**EXERCISE DESCRIPTION**. Return the text of every record below verbatim, leaving out the pictures.

Dataset entries
▬▬▬▬▬▬
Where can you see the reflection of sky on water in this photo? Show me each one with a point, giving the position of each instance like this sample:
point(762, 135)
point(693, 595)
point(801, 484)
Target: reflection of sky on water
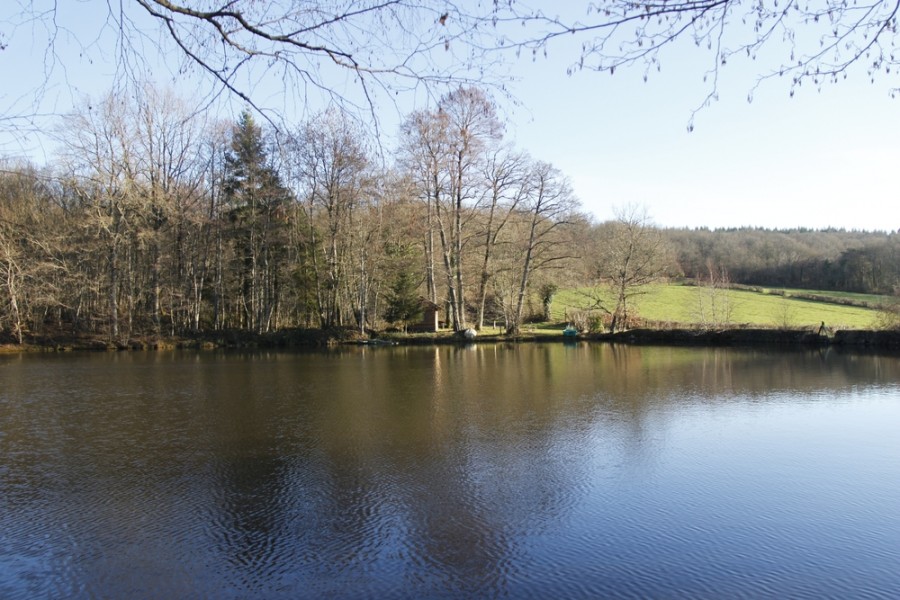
▬▬▬▬▬▬
**ANSWER TO THIS EXERCISE**.
Where can you see the reflection of sky on water in this photo? Show me each one with a point, giving the position of each instance like this sample:
point(762, 135)
point(693, 595)
point(801, 484)
Target: reflection of sky on water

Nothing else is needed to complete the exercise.